Fragmento:
********************

Los legionarios romanos tienen un truco, remedio de veteranos, para resistir el calor y la sed abrasadora: beben posca, agua acidulada con vinagre. Siempre deben llevar encima una porción, es el reglamento. Se apiadan de este moribundo. Uno de ellos empapa una esponja, la clava al extremo de la caña y la acerca a los labios secos y sanguinolentos de este hombre de la cara tumefacta.

El sol está en el cenit. Jesús, antes o después de tomar unas gotas de esta posca, grita: «Eloí, Eloí, lama, sabachtaní?» Es arameo y significa: «Dios mío, Dios mío, ¿por qué me has abandonado?» ¿Grito de aflicción? Los comentaristas cristianos señalan que se trata del primer versículo del salmo XXII, que empieza, efectivamente, como una petición de socorro:

Pero yo soy un gusano, no un hombre;
el oprobio de los hombres y el desecho del pueblo.
Búrlanse de mí cuantos me ven,
abren los labios y mueven la cabeza.

********************

Requisitos de la tarea: Transcriba sin alteración alguna el pasaje del fragmento que comienza con "El sol está" y continúa hasta "desecho del pueblo.". Los datos siguientes constituyen un material independiente del fragmento.

Material proporcionado:

********************

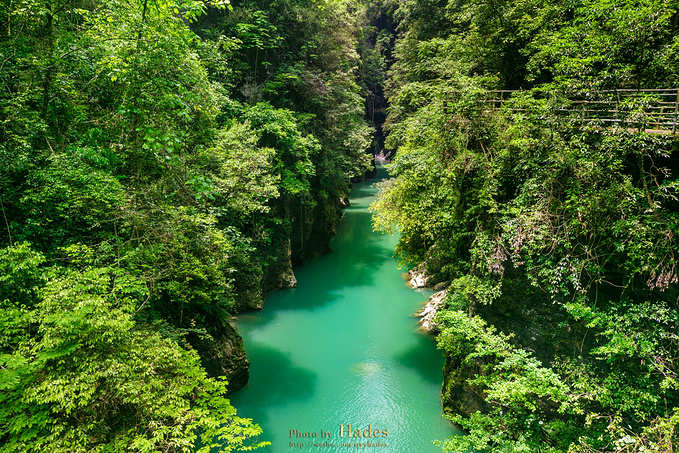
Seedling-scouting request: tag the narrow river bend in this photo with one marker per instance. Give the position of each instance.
(340, 355)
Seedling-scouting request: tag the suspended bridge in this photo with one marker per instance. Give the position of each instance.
(653, 111)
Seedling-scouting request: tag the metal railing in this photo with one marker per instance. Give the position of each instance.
(648, 110)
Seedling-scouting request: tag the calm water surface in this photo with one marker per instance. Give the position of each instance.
(343, 349)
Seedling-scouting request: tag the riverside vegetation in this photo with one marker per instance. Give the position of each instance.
(557, 238)
(164, 163)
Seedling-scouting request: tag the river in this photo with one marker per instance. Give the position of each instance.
(341, 355)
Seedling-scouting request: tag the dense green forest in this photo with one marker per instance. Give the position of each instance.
(556, 236)
(164, 164)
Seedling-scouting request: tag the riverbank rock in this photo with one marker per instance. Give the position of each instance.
(430, 309)
(418, 277)
(224, 356)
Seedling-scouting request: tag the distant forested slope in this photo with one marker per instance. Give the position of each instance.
(162, 165)
(556, 235)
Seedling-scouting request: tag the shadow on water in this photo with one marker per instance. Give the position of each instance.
(325, 278)
(279, 382)
(424, 358)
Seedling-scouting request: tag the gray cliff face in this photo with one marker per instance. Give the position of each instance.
(308, 234)
(224, 355)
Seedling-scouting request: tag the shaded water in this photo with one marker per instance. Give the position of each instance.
(343, 349)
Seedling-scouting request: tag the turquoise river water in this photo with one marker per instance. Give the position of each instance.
(341, 355)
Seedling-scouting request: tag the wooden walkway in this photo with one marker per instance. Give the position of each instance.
(652, 110)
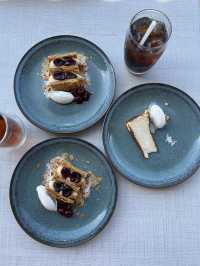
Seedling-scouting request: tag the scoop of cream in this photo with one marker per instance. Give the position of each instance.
(62, 97)
(46, 201)
(157, 116)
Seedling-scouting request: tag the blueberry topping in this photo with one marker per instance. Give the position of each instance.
(59, 75)
(65, 209)
(69, 61)
(58, 186)
(59, 62)
(78, 99)
(86, 96)
(65, 172)
(75, 177)
(80, 91)
(67, 191)
(70, 75)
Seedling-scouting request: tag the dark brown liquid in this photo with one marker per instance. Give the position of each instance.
(2, 128)
(141, 58)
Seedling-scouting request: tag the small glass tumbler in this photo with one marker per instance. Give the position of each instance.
(12, 131)
(146, 40)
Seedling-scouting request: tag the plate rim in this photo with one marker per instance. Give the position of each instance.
(98, 228)
(162, 185)
(90, 122)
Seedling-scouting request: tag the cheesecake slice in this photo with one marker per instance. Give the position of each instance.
(138, 127)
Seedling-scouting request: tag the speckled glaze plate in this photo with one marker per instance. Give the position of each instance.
(171, 164)
(54, 117)
(51, 228)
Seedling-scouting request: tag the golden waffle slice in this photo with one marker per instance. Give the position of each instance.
(77, 196)
(67, 84)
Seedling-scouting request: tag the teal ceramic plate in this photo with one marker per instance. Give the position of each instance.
(172, 164)
(54, 117)
(50, 227)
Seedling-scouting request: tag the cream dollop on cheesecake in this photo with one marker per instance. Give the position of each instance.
(139, 128)
(157, 115)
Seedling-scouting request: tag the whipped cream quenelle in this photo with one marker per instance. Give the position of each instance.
(157, 116)
(46, 201)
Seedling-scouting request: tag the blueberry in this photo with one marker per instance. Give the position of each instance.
(69, 61)
(80, 91)
(70, 75)
(65, 172)
(67, 191)
(65, 209)
(58, 186)
(60, 75)
(75, 177)
(86, 96)
(78, 99)
(59, 62)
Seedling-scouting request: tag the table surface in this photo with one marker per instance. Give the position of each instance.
(149, 227)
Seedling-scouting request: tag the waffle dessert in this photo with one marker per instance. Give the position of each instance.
(66, 72)
(65, 81)
(67, 184)
(68, 62)
(139, 128)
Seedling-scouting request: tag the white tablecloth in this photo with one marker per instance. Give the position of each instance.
(149, 227)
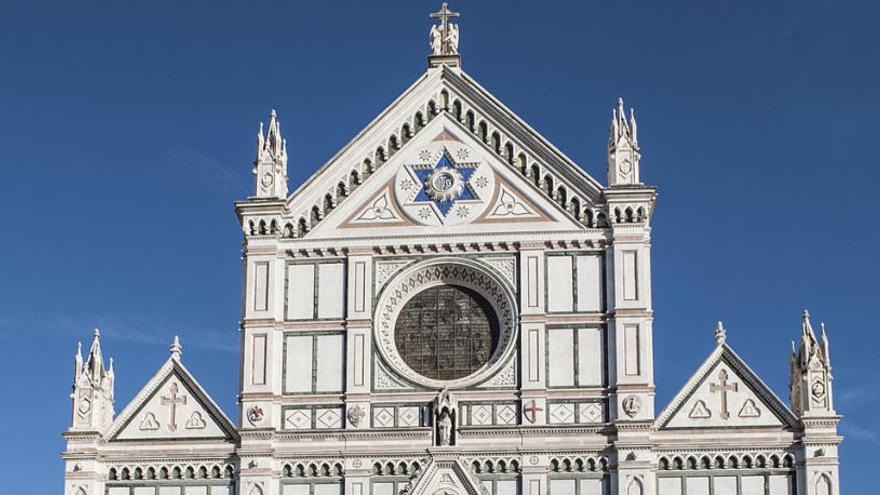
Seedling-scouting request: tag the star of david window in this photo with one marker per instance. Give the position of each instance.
(446, 332)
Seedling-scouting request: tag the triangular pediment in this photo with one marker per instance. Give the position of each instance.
(357, 193)
(172, 405)
(445, 475)
(725, 393)
(400, 199)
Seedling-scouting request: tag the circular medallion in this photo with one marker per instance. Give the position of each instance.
(444, 183)
(446, 322)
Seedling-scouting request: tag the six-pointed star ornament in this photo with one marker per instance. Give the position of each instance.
(444, 184)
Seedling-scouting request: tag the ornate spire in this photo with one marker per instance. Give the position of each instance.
(443, 39)
(270, 167)
(720, 333)
(623, 147)
(811, 373)
(176, 349)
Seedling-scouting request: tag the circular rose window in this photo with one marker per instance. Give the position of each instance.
(446, 332)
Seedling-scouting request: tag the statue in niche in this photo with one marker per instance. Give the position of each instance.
(436, 40)
(444, 418)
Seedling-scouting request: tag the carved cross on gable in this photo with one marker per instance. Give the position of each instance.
(173, 400)
(723, 387)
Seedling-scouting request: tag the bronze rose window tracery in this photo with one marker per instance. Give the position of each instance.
(446, 332)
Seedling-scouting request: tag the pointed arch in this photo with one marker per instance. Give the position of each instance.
(635, 487)
(536, 174)
(823, 485)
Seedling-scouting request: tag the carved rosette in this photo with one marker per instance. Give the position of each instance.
(446, 271)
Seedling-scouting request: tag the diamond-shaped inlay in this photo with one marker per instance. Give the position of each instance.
(562, 413)
(383, 417)
(408, 416)
(506, 414)
(591, 413)
(328, 418)
(298, 419)
(481, 415)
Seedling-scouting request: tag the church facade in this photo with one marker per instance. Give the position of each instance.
(451, 306)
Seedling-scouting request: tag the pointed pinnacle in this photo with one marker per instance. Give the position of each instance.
(176, 348)
(720, 333)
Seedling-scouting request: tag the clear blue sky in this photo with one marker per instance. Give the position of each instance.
(127, 130)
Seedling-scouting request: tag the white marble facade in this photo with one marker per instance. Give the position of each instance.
(448, 188)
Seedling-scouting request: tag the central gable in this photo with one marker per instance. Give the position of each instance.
(444, 181)
(535, 183)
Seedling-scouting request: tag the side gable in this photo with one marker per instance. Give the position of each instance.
(725, 393)
(443, 91)
(172, 405)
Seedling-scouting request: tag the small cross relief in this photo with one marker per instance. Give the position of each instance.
(172, 400)
(723, 387)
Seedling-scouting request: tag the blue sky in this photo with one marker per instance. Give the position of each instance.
(128, 129)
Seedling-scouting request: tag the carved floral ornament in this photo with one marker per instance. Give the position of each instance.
(465, 273)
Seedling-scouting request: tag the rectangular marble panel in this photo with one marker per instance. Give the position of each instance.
(725, 485)
(532, 280)
(328, 489)
(670, 486)
(298, 419)
(559, 283)
(300, 292)
(328, 417)
(591, 487)
(591, 354)
(331, 360)
(298, 365)
(560, 357)
(562, 487)
(331, 298)
(295, 489)
(589, 277)
(631, 349)
(534, 358)
(753, 485)
(780, 484)
(697, 485)
(383, 489)
(360, 285)
(258, 360)
(506, 487)
(630, 276)
(358, 358)
(261, 286)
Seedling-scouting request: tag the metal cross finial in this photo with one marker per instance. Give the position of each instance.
(444, 14)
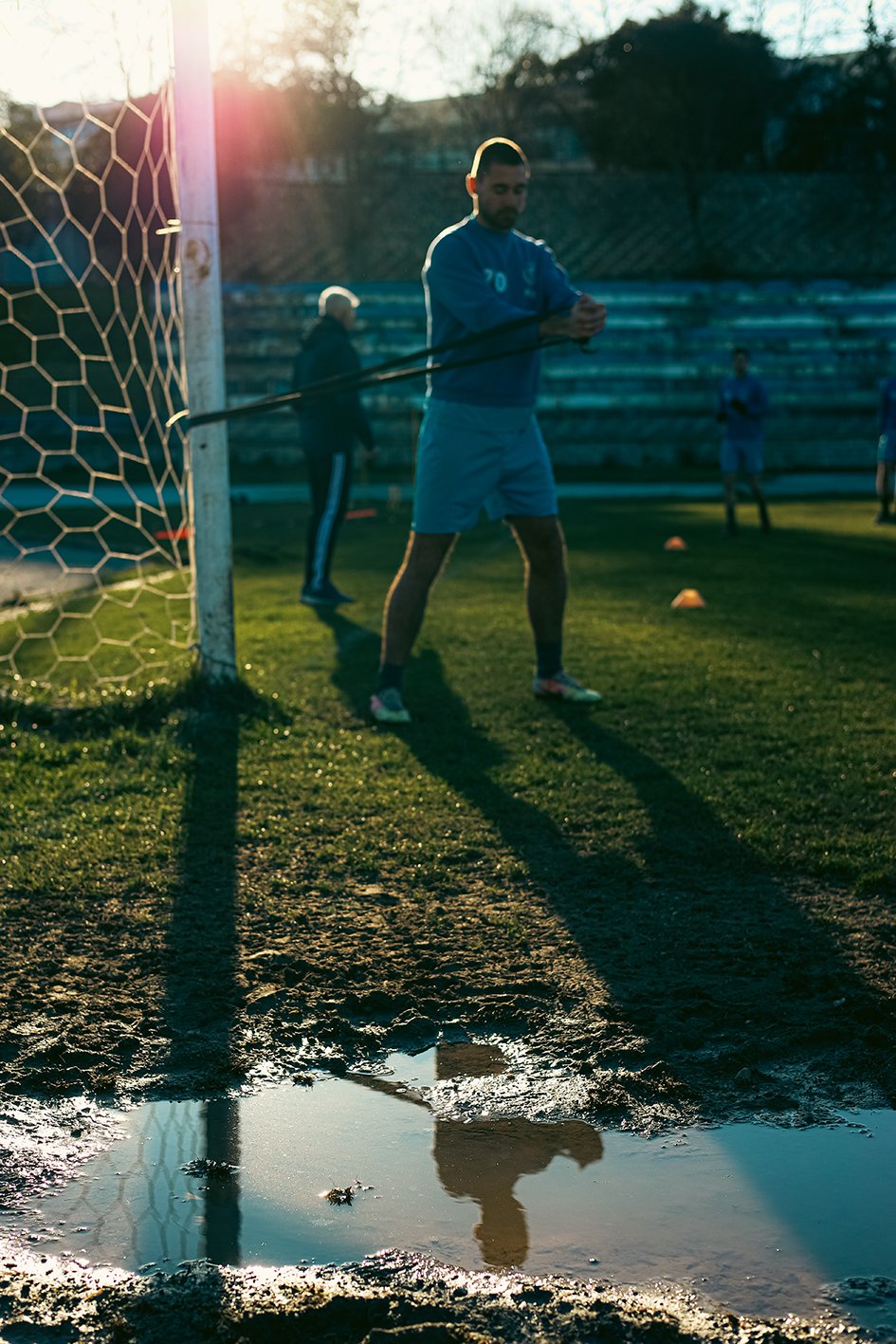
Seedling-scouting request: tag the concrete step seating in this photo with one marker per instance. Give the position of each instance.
(647, 394)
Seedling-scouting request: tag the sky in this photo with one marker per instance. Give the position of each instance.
(57, 50)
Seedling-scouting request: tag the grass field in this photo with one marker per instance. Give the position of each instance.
(764, 718)
(699, 871)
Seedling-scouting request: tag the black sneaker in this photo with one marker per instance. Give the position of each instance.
(324, 595)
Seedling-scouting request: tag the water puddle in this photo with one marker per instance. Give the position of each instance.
(762, 1219)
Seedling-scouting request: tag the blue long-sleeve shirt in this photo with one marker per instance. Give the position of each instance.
(743, 426)
(888, 406)
(474, 279)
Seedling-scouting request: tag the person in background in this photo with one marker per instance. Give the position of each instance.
(887, 451)
(480, 444)
(743, 403)
(329, 429)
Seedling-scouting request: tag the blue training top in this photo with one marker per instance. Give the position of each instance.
(741, 426)
(888, 406)
(474, 279)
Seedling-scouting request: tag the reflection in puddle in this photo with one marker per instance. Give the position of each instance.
(757, 1218)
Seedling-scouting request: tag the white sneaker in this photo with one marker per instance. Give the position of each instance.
(387, 706)
(564, 687)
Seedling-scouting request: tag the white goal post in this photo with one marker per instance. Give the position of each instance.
(115, 518)
(203, 339)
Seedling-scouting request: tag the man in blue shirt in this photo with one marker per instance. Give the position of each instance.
(741, 406)
(887, 451)
(480, 442)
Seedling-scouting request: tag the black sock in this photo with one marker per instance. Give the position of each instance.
(390, 675)
(548, 657)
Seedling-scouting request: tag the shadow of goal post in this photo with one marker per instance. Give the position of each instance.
(209, 477)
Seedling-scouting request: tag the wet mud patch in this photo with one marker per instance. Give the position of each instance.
(390, 1298)
(430, 1154)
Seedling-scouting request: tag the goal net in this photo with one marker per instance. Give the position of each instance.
(96, 582)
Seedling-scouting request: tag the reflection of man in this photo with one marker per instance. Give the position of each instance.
(483, 1160)
(743, 402)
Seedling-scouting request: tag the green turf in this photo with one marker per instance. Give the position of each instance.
(758, 726)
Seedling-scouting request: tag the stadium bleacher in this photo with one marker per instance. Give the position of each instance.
(647, 393)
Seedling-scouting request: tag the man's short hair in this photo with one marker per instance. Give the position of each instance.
(497, 151)
(335, 299)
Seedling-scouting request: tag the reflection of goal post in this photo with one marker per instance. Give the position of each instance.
(115, 521)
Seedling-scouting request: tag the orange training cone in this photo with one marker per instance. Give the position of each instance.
(688, 597)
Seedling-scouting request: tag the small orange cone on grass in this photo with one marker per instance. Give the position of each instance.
(688, 597)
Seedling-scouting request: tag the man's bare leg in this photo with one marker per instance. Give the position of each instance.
(760, 503)
(406, 599)
(543, 546)
(730, 481)
(540, 541)
(884, 493)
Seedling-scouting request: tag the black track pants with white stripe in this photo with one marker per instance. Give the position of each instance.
(329, 477)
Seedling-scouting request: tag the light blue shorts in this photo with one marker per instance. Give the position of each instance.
(474, 457)
(741, 457)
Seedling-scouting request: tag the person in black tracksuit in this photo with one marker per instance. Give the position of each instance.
(329, 429)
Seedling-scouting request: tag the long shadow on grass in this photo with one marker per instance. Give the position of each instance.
(705, 954)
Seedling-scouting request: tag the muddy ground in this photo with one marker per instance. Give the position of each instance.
(650, 1004)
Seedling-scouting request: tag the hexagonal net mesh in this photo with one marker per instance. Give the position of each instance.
(96, 587)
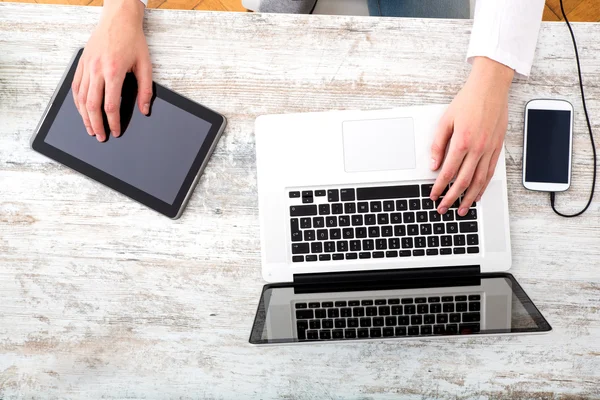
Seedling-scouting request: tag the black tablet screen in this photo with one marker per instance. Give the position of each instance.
(154, 153)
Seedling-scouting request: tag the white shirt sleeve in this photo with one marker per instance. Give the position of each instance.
(506, 31)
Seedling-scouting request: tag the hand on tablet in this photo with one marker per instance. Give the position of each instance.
(117, 46)
(472, 129)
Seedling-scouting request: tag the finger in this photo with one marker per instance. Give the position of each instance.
(81, 100)
(112, 102)
(462, 182)
(94, 106)
(76, 83)
(490, 173)
(477, 184)
(143, 74)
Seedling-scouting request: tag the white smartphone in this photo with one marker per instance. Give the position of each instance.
(547, 145)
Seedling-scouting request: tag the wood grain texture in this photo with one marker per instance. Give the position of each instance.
(101, 297)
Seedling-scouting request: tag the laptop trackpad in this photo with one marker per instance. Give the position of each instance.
(379, 145)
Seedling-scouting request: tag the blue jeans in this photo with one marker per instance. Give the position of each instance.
(420, 8)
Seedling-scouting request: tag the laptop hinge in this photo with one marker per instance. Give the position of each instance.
(387, 275)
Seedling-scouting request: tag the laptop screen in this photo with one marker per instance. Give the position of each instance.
(487, 304)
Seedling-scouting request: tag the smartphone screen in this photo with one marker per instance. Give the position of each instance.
(548, 140)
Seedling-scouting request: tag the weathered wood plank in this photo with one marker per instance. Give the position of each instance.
(101, 297)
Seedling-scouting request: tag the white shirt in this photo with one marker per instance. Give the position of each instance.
(505, 31)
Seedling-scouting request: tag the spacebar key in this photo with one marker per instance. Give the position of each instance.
(300, 211)
(388, 192)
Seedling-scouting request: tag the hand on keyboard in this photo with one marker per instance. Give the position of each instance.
(473, 130)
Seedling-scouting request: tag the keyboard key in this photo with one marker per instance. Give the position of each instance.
(413, 229)
(468, 226)
(347, 195)
(363, 207)
(466, 329)
(433, 241)
(316, 247)
(388, 192)
(426, 229)
(414, 204)
(446, 240)
(471, 214)
(350, 208)
(387, 231)
(472, 240)
(318, 222)
(375, 332)
(355, 245)
(333, 195)
(300, 248)
(368, 244)
(449, 216)
(305, 314)
(467, 317)
(363, 333)
(459, 240)
(357, 220)
(324, 209)
(301, 211)
(427, 204)
(383, 219)
(375, 206)
(434, 216)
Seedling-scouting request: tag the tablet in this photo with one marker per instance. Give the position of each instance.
(158, 158)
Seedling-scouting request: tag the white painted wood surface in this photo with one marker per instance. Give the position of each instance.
(100, 297)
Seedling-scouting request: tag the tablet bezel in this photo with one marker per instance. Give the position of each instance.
(174, 210)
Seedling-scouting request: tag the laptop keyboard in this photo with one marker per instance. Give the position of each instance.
(377, 222)
(393, 317)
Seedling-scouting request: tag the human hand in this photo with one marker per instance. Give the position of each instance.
(472, 129)
(117, 46)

********************

Respuesta desarrollada:
El sol está en el cenit. Jesús, antes o después de tomar unas gotas de esta posca, grita: «Eloí, Eloí, lama, sabachtaní?» Es arameo y significa: «Dios mío, Dios mío, ¿por qué me has abandonado?» ¿Grito de aflicción? Los comentaristas cristianos señalan que se trata del primer versículo del salmo XXII, que empieza, efectivamente, como una petición de socorro:

Pero yo soy un gusano, no un hombre;
el oprobio de los hombres y el desecho del pueblo.